(Selected text)
Dogs REALLY CAN sniff out lung cancer with 97% accuracy as experts hope man’s best friend’s powerful sense of smell could pave the way for new tests to spot the disease earlier
- Scientists taught three Beagles how to sniff out lung cancer in blood samples
- They identified which sample was from a lung cancer patient 96.7% of the time
- However, it is not the first time scientists have found dogs can sniff out cancer
- Dogs have smell receptors which are 10,000 time more accurate than humans’
They may be known as man’s best friend.
But research has once again found dogs and their potent sense of smell could be a doctor’s best friend.
Scientists taught three Beagles how to sniff out lung cancer in blood samples from human patients.
The dogs correctly identified which sample was from a lung cancer patient 96.7 per cent of the time, according to test results.
Scientists taught three Beagles how to sniff out lung cancer in blood samples from human patients (pictured, one of the beagles)
It is not the first time scientists have found dogs can sniff out cancer. The new study, by pharmaceutical firm BioScent Dx, adds to the evidence.
(End Selected text)
(Data records)
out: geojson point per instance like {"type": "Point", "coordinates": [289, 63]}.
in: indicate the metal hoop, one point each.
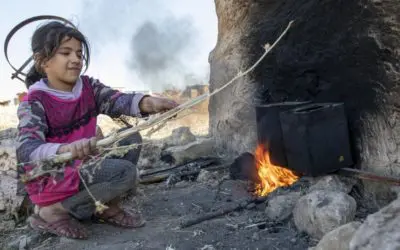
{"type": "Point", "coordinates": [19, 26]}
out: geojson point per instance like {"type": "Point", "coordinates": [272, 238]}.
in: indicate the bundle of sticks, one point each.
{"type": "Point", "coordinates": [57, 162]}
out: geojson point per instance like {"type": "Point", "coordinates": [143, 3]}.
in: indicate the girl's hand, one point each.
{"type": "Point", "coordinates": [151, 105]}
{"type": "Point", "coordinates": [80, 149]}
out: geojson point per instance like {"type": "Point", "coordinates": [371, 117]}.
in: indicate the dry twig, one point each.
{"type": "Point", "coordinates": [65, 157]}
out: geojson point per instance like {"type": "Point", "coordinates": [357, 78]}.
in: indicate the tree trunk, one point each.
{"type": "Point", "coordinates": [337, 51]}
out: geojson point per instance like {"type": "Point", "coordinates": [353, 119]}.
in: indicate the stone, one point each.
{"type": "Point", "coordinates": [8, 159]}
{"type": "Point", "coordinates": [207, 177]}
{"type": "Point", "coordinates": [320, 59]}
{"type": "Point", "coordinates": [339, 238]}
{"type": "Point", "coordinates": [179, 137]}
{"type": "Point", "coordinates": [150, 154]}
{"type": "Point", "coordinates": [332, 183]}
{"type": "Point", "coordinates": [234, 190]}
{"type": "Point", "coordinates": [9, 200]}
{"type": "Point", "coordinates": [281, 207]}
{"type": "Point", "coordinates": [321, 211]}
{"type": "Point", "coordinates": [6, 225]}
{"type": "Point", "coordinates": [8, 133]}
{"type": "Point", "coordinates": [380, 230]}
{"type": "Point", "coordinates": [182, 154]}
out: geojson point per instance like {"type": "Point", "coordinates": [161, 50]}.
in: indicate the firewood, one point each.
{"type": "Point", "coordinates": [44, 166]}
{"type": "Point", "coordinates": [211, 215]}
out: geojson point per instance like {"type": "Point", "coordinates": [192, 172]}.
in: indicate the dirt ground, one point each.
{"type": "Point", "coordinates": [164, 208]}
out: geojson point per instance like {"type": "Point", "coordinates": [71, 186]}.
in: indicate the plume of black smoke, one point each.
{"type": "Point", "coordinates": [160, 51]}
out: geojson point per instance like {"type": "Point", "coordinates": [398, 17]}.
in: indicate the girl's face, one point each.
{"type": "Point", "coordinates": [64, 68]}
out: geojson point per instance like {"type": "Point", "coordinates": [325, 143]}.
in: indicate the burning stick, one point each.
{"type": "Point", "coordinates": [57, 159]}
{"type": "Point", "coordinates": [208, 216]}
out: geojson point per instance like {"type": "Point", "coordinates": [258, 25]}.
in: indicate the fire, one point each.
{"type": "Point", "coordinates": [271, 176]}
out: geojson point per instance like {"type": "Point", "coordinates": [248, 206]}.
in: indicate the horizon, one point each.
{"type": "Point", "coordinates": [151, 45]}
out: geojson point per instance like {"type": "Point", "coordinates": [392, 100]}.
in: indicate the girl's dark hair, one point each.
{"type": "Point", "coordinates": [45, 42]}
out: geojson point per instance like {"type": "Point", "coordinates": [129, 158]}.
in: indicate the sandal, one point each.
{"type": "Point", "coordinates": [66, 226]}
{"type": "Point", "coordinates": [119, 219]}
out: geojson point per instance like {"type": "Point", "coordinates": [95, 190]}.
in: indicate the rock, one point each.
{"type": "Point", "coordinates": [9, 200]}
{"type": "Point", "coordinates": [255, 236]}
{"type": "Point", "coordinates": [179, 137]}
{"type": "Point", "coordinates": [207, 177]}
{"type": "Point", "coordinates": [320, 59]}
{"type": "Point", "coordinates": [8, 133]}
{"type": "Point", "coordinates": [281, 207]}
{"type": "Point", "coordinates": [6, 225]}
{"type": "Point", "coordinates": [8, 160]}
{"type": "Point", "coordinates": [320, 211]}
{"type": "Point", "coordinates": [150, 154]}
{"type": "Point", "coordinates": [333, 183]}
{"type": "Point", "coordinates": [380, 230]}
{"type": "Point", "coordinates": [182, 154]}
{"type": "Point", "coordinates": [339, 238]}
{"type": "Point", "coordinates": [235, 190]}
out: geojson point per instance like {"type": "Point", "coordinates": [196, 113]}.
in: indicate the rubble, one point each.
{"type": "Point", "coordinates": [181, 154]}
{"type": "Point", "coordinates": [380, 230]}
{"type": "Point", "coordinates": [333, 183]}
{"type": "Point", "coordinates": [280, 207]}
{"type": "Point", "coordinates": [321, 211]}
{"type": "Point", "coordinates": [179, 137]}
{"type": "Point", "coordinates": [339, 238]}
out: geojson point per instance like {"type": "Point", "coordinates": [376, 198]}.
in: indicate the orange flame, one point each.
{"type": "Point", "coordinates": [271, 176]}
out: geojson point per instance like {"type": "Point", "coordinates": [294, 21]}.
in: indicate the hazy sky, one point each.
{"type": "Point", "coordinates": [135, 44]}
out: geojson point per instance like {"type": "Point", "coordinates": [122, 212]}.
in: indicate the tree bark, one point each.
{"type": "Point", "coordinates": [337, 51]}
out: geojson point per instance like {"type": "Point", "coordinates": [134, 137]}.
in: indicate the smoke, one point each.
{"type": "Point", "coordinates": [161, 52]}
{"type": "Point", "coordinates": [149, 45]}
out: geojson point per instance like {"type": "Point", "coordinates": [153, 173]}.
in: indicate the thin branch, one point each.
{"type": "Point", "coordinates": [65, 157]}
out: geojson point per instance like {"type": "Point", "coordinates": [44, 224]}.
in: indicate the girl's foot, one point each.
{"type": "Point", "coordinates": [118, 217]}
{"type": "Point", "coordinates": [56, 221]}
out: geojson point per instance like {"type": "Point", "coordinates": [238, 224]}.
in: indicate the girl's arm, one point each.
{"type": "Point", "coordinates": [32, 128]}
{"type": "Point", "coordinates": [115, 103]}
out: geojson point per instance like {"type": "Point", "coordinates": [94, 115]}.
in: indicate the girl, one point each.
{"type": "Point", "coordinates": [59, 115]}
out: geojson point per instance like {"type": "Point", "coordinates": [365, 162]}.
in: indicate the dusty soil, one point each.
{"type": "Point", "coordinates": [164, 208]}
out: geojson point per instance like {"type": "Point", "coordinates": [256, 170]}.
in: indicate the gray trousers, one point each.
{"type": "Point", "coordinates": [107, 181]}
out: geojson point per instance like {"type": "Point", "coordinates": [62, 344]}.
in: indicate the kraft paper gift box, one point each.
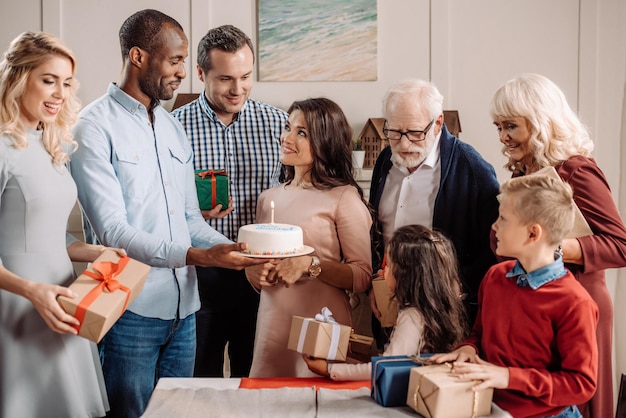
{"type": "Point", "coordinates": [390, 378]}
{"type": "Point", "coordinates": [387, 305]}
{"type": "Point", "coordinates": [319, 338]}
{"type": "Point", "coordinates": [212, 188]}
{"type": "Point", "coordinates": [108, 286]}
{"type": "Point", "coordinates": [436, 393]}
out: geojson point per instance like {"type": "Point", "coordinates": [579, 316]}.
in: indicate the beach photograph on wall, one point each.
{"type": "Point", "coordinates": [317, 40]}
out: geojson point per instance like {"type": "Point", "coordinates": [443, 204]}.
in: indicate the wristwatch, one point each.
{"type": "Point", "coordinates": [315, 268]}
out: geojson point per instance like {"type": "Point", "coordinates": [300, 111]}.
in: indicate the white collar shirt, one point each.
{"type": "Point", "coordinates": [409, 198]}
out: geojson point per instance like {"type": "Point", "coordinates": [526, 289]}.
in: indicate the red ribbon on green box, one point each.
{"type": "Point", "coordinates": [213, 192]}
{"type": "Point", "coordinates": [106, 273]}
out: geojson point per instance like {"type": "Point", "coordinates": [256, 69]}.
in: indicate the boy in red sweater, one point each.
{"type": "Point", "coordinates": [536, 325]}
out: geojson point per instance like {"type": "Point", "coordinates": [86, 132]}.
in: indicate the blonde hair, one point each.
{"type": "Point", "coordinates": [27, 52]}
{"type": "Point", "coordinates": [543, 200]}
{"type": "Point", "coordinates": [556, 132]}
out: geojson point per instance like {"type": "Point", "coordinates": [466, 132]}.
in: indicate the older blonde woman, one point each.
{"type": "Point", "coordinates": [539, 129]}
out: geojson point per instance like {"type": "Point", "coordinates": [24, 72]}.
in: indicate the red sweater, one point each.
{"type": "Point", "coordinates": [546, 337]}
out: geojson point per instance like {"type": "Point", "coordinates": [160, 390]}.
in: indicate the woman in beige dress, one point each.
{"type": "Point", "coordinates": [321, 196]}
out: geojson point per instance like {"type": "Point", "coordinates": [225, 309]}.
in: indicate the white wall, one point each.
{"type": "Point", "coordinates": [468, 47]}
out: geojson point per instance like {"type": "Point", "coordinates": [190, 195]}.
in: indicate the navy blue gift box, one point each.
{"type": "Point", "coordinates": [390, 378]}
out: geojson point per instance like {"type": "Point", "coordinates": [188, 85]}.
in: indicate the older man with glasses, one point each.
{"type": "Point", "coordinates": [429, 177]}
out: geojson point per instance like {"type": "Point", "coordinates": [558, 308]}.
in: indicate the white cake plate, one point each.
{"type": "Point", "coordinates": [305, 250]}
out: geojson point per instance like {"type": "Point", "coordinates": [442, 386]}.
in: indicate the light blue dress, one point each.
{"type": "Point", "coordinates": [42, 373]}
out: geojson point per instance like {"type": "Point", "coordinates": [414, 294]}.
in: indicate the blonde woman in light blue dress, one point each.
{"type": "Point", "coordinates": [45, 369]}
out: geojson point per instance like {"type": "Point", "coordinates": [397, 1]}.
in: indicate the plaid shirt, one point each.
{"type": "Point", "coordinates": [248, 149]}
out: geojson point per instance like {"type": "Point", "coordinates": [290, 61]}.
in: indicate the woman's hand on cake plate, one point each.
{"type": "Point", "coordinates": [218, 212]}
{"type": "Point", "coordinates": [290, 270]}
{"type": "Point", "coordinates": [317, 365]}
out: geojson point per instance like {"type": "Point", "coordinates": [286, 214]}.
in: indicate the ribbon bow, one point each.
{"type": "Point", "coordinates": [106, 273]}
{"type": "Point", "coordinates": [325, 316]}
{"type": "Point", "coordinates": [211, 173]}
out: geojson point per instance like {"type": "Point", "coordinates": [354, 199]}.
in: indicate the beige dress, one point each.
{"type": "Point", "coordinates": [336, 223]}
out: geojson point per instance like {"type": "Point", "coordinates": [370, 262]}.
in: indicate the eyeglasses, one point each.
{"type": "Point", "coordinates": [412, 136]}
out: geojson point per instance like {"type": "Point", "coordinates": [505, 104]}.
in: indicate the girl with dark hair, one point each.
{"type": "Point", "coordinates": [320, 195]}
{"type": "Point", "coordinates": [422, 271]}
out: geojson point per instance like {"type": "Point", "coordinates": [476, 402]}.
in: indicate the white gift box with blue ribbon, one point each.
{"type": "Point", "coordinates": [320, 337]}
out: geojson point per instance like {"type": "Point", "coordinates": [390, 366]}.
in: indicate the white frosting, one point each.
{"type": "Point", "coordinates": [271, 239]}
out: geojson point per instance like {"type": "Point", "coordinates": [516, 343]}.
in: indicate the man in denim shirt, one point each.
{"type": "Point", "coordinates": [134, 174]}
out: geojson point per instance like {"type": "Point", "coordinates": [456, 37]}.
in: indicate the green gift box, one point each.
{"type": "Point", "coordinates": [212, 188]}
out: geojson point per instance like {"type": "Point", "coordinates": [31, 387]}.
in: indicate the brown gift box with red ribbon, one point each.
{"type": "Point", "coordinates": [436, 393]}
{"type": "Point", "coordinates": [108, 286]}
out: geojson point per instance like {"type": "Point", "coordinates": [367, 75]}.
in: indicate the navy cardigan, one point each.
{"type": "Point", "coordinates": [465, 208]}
(End Data records)
> [Apply what you read]:
1. Decide whether each statement below agrees with the article on dogs detecting lung cancer. For each, answer yes or no and quote the deciding words of the article exactly. (a) The new study was carried out by pharmaceutical firm BioScent Dx. (b) Scientists trained five Beagles to detect lung cancer. (c) This is the first time scientists have found that dogs can sniff out cancer.
2. Reproduce the part of the article on dogs detecting lung cancer starting with "But research has" and going on through "to test results.".

> [Exercise results]:
1.
(a) Yes: "The new study, by pharmaceutical firm BioScent Dx, adds to the evidence."
(b) No: "Scientists taught three Beagles how to sniff out lung cancer in blood samples"
(c) No: "It is not the first time scientists have found dogs can sniff out cancer."

2.
But research has once again found dogs and their potent sense of smell could be a doctor’s best friend.
Scientists taught three Beagles how to sniff out lung cancer in blood samples from human patients.
The dogs correctly identified which sample was from a lung cancer patient 96.7 per cent of the time, according to test results.